- _WORK INSTRUCTIONS_:
**1.** Which routine must have factorized sub( B ) before the PDSYGST documentation's reduction is applied?
**2.** Please carry the PDSYGST documentation forward from the point where it stops.

- _READING TEXT_:

◆ ◆ ◆ ◆

16 * .. Array Arguments ..
17  INTEGER DESCA( * ), DESCB( * )
18  DOUBLE PRECISION A( * ), B( * )
19 * ..
20 *
21 * Purpose
22 * =======
23 *
24 * PDSYGST reduces a real symmetric-definite generalized eigenproblem
25 * to standard form.
26 *
27 * In the following sub( A ) denotes A( IA:IA+N-1, JA:JA+N-1 ) and
28 * sub( B ) denotes B( IB:IB+N-1, JB:JB+N-1 ).
29 *
30 * If IBTYPE = 1, the problem is sub( A )*x = lambda*sub( B )*x,
31 * and sub( A ) is overwritten by inv(U**T)*sub( A )*inv(U) or
32 * inv(L)*sub( A )*inv(L**T)
33 *
34 * If IBTYPE = 2 or 3, the problem is sub( A )*sub( B )*x = lambda*x or
35 * sub( B )*sub( A )*x = lambda*x, and sub( A ) is overwritten by
36 * U*sub( A )*U**T or L**T*sub( A )*L.
37 *
38 * sub( B ) must have been previously factorized as U**T*U or L*L**T by
39 * PDPOTRF.
40 *
41 * Notes
42 * =====
43 *
44 * Each global data object is described by an associated description
45 * vector. This vector stores the information required to establish
46 * the mapping between an object element and its corresponding process
47 * and memory location.
48 *
49 * Let A be a generic term for any 2D block cyclicly distributed array.
50 * Such a global array has an associated description vector DESCA.
51 * In the following comments, the character _ should be read as
52 * "of the global array".
53 *
54 * NOTATION STORED IN EXPLANATION
55 * --------------- -------------- --------------------------------------
56 * DTYPE_A(global) DESCA( DTYPE_ )The descriptor type. In this case,
57 * DTYPE_A = 1.

◆ ◆ ◆ ◆

- _DATASET_:
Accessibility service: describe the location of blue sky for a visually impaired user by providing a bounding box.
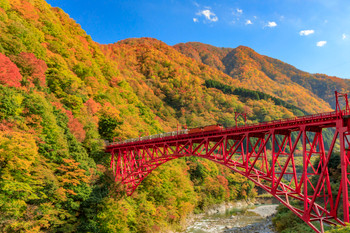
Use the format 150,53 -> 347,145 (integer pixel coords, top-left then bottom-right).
48,0 -> 350,78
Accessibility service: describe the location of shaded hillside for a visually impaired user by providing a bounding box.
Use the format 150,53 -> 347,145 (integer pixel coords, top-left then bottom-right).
174,42 -> 342,112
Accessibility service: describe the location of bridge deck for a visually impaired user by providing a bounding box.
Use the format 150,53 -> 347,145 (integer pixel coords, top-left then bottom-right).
106,111 -> 350,152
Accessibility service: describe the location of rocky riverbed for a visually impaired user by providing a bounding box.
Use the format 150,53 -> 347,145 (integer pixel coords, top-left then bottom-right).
186,202 -> 277,233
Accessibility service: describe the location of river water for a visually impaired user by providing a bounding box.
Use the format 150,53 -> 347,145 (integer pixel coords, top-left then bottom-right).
186,205 -> 277,233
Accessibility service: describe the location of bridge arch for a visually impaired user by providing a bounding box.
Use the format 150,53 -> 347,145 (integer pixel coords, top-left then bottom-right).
106,98 -> 350,232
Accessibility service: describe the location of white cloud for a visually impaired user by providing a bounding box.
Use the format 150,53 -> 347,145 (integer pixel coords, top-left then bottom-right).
299,29 -> 315,36
266,21 -> 277,28
197,9 -> 219,22
316,40 -> 327,47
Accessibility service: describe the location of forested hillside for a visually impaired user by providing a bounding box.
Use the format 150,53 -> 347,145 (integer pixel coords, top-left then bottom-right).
174,42 -> 350,112
0,0 -> 345,232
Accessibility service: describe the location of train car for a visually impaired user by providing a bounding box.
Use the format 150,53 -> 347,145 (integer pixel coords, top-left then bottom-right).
203,124 -> 223,132
188,124 -> 223,134
188,127 -> 203,134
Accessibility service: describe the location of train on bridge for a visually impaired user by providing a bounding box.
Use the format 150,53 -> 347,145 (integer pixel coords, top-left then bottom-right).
107,124 -> 224,145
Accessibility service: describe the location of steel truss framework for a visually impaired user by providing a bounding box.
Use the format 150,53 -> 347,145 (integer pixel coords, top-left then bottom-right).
107,93 -> 350,232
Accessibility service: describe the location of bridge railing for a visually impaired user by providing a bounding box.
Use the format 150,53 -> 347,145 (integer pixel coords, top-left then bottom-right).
106,110 -> 350,146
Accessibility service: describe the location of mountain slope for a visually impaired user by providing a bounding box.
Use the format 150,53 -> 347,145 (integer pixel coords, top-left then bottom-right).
100,38 -> 304,128
174,42 -> 344,113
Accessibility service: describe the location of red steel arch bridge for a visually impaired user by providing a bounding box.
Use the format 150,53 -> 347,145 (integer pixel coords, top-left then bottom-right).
106,92 -> 350,232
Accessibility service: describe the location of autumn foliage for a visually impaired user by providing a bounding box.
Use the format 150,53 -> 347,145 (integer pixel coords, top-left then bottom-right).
0,0 -> 348,232
0,53 -> 22,87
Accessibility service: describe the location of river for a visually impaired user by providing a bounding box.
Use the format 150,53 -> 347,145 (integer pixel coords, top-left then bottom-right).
185,205 -> 277,233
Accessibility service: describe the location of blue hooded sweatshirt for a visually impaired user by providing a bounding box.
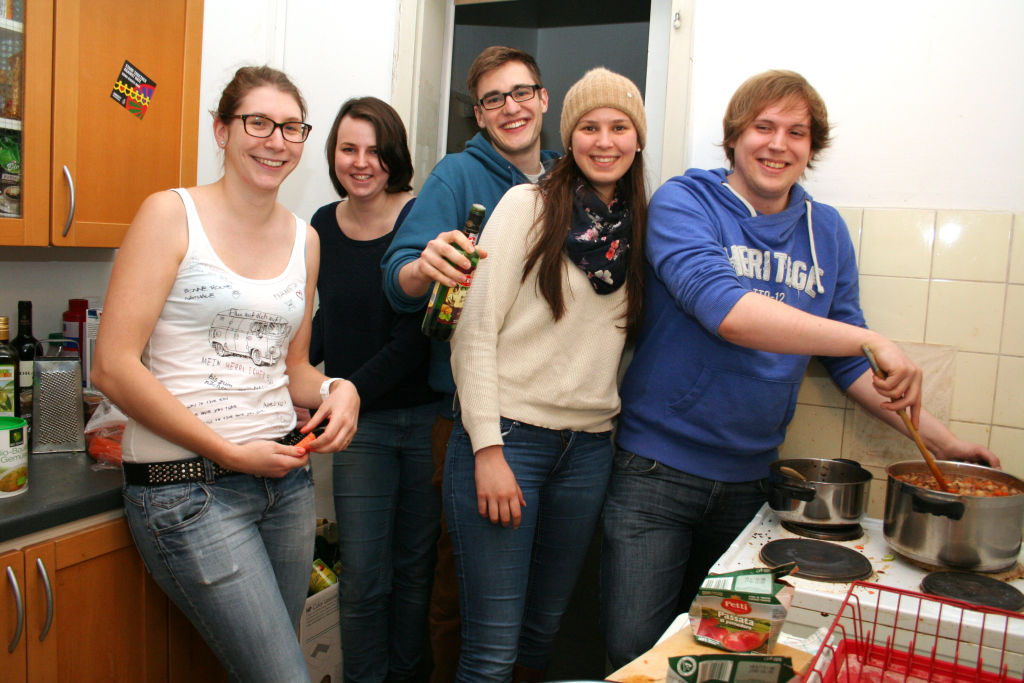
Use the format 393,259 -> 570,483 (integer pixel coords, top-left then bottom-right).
381,133 -> 559,394
617,169 -> 868,481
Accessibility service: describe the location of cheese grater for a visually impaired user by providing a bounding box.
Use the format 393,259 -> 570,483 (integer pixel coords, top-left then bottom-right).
32,339 -> 85,454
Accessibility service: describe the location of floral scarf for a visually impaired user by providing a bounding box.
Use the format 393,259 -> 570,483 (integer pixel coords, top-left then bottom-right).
565,182 -> 632,294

◆ ◆ ◆ ◆

- _EXPECTED ANSWERS_:
**1.** PDPOTRF

**2.**
58 * CTXT_A (global) DESCA( CTXT_ ) The BLACS context handle, indicating
59 * the BLACS process grid A is distribu-
60 * ted over. The context itself is glo-
61 * bal, but the handle (the integer
62 * value) may vary.
63 * M_A (global) DESCA( M_ ) The number of rows in the global
64 * array A.
65 * N_A (global) DESCA( N_ ) The number of columns in the global
66 * array A.
67 * MB_A (global) DESCA( MB_ ) The blocking factor used to distribute
68 * the rows of the array.
69 * NB_A (global) DESCA( NB_ ) The blocking factor used to distribute
70 * the columns of the array.
71 * RSRC_A (global) DESCA( RSRC_ ) The process row over which the first
72 * row of the array A is distributed.
73 * CSRC_A (global) DESCA( CSRC_ ) The process column over which the
74 * first column of the array A is
75 * distributed.
76 * LLD_A (local) DESCA( LLD_ ) The leading dimension of the local
77 * array. LLD_A >= MAX(1,LOCr(M_A)).
78 *
79 * Let K be the number of rows or columns of a distributed matrix,
80 * and assume that its process grid has dimension p x q.
81 * LOCr( K ) denotes the number of elements of K that a process
82 * would receive if K were distributed over the p processes of its
83 * process column.
84 * Similarly, LOCc( K ) denotes the number of elements of K that a
85 * process would receive if K were distributed over the q processes of
86 * its process row.
87 * The values of LOCr() and LOCc() may be determined via a call to the
88 * ScaLAPACK tool function, NUMROC:
89 * LOCr( M ) = NUMROC( M, MB_A, MYROW, RSRC_A, NPROW ),
90 * LOCc( N ) = NUMROC( N, NB_A, MYCOL, CSRC_A, NPCOL ).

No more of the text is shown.